> GEGEVEN OPDRACHT A: Geef voor elk van de volgende uitspraken aan of die klopt met de tekst over de kostendekkendheid van de leges. Antwoord met ja of nee en citeer de woorden uit die tekst die de doorslag geven. (i) De gemeente Maashorst berekent de kostprijs van haar producten met de ABC-methode. (ii) De maximale kostendekkendheid moet voor elk afzonderlijk tarief gelden. (iii) Bij de omgevingsvergunning mag kruissubsidiëring met dienstverlening daarbuiten worden toegepast.
> GEGEVEN OPDRACHT B: Geef een vervolg op de tekst over de kostendekkendheid van de leges, te beginnen na de laatste zin.

> TE LEZEN TEKST:
Dit onderdeel bevat een op hoofdlijnen inzicht in de kostendekkendheid van de leges die hoogstens kostendekkend mogen zijn. Hierbij wordt inzichtelijk gemaakt:
- hoe bij de berekening van tarieven van de heffingen bewerkstelligd wordt dat de geraamde baten de ter zake geraamde lasten niet overschrijden;
- wat de beleidsuitgangspunten zijn die ten grondslag liggen aan deze berekeningen;
- hoe deze uitgangspunten bij de tariefstelling worden gehanteerd.
Er wordt onderscheid gemaakt in direct toe te rekenen kosten (zoals loonkosten, materiaalkosten etc.) en een opslag voor overhead. Omtrent overhead wordt nader ingegaan in paragraaf bedrijfsvoering.
Kostprijsberekening methode
Om de kostprijs van de diverse producten (zoals paspoorten, bouwvergunningen, etc.) te berekenen, hanteert de gemeente Maashorst de methode Activity Based Costing method (ABC methode). Dit is in onze ogen de beste en meest transparante methode. Bij deze methode worden alle handelingen om te komen tot een prestatie onderzocht en vervolgens vermenigvuldigd met de uurprijs van een behandelend ambtenaar. Zodoende wordt van alle producten inzichtelijk gemaakt wat de gemiddelde tijdsbelasting is, en hoeveel producten er verkocht worden.
Kruissubsidiëring
Wanneer er sprake is van veel verschillende tarieven in een verordening, zoals bij leges, hoeft de maximale kostendekkendheid niet per tarief te gelden. Zolang het maximum van 100% voor het geheel niet overschreden wordt, kan dit per tarief wel gelden. Door kruissubsidiëring is het mogelijk om de surplus aan legesontvangsten op bepaalde producten te gebruiken om het tekort aan ontvangsten op andere producten te dekken.
Op het uitgangspunt van verordeningsbrede kruissubsidiëring bestaan enkele uitzonderingen:
- De Europese Dienstenrichtlijn beperkt de mogelijkheden voor kruissubsidiëring bij leges die samenhangen met bedrijfsactiviteiten tot een cluster van samenhangende vergunningen.
- De wetgeving over de omgevingsvergunning gaat ervan uit dat alleen binnen de omgevingsvergunning kruissubsidiëring kan worden toegepast en niet met dienstverlening erbuiten.

> GEGEVENSFRAGMENTEN:

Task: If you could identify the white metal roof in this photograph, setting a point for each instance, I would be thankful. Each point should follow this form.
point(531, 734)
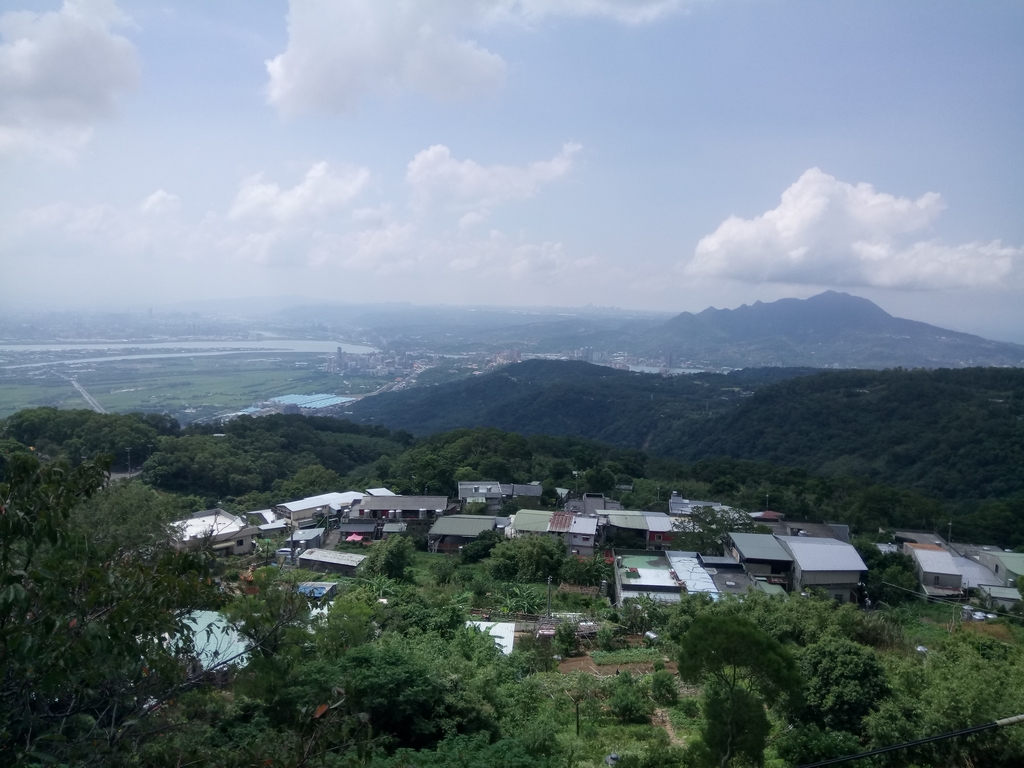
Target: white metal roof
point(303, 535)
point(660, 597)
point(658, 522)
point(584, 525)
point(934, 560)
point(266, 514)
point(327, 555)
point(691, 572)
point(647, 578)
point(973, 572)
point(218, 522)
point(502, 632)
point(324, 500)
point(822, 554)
...
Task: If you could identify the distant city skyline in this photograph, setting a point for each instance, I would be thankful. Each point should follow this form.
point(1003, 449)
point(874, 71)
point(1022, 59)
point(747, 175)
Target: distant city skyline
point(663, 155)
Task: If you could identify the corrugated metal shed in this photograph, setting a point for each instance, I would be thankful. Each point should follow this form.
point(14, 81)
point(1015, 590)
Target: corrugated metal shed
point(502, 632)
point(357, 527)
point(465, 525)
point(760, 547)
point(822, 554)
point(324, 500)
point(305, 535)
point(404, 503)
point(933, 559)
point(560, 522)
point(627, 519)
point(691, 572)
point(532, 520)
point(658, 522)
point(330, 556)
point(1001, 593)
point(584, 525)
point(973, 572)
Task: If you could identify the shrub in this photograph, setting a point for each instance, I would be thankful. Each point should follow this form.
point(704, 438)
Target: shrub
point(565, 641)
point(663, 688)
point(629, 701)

> GESCHREVEN ANTWOORD A:
(i) Ja: "hanteert de gemeente Maashorst de methode Activity Based Costing method (ABC methode)"
(ii) Nee: "hoeft de maximale kostendekkendheid niet per tarief te gelden"
(iii) Nee: "alleen binnen de omgevingsvergunning kruissubsidiëring kan worden toegepast en niet met dienstverlening erbuiten"

> GESCHREVEN ANTWOORD B:
Toerekenbare kosten
Om te bepalen welke kosten toerekenbaar zijn, is gebruik gemaakt van de 'Handreiking kostentoerekening leges en tarieven' (opgesteld in opdracht van het ministerie van BZK), en van het VNG kostenmodel. Er is geen wettelijk voorgeschreven lijst van toe te rekenen kosten en baten. Er zijn uitsluitend richtlijnen, waarvan een groot deel voortvloeit uit jurisprudentie. Er mogen alleen kosten worden toegerekend die direct met de dienstverlening samenhangen. Tot de toe te rekenen kosten behoren o.a.:
- directe loonkosten;
- overheadkosten*;
- directe materiaalkosten;
- perceptiekosten (kosten heffen en invorderen);
- kosten bezwaar en beroep gericht tegen de belastingheffing of belastinginvordering;
- kosten oninbaarheid;
- kosten kwijtschelding;
- BTW kosten;
- voorlichtingskosten, voor zover niet samenhangend met beleidsvoorbereiding en beleidsvaststelling;
kosten met betrekking tot handhaving, toezicht en controle mits het hier de eerste controle op het nakomen van vergunningsverlening betreft of specifiek samenhangt met de verleende dienst, zoals de milieucontrole bij afvalstoffenheffing.
* Definitie overheadkosten volgens de 'Notitie overhead van de commissie BBV: Overheadkosten zijn de kosten die verhaald mogen worden, die weliswaar niet rechtstreeks samenhangen met de verleende dienst, maar er wel verband mee hebben.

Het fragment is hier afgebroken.